START INFORMATION SUPPLIED

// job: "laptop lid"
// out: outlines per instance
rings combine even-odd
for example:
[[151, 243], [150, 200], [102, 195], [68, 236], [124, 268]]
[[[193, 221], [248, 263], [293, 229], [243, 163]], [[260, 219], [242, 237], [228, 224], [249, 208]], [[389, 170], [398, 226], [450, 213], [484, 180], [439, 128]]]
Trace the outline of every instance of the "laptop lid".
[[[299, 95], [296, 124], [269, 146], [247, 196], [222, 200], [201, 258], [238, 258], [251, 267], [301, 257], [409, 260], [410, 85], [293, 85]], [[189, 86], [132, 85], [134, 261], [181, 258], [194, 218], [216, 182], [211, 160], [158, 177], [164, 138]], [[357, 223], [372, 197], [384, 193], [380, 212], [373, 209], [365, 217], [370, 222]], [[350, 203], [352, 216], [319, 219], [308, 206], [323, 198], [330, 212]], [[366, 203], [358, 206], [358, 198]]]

END INFORMATION SUPPLIED

Please rewrite every line of the data above as a JSON list of strings, one string per line, with blank lines left out.

[
  "// job: \"laptop lid\"",
  "// out: outlines per instance",
  "rings combine even-odd",
  "for example:",
  "[[151, 243], [150, 200], [102, 195], [68, 236], [124, 268]]",
  "[[[193, 221], [248, 263], [293, 229], [243, 163]], [[260, 219], [242, 237], [228, 224], [249, 208]], [[389, 170], [398, 226], [450, 213], [484, 180], [439, 128]]]",
  "Trace the outline of every instance of the \"laptop lid\".",
  "[[[299, 95], [296, 124], [269, 146], [247, 196], [222, 200], [201, 258], [238, 258], [251, 267], [301, 257], [409, 260], [410, 85], [293, 85]], [[189, 86], [132, 85], [134, 261], [181, 258], [194, 218], [216, 182], [211, 160], [158, 177], [164, 138]], [[357, 223], [372, 197], [384, 193], [380, 212], [373, 209], [365, 217], [370, 222]], [[350, 203], [352, 216], [319, 219], [308, 206], [323, 198], [330, 212]], [[366, 203], [358, 206], [358, 198]]]"
]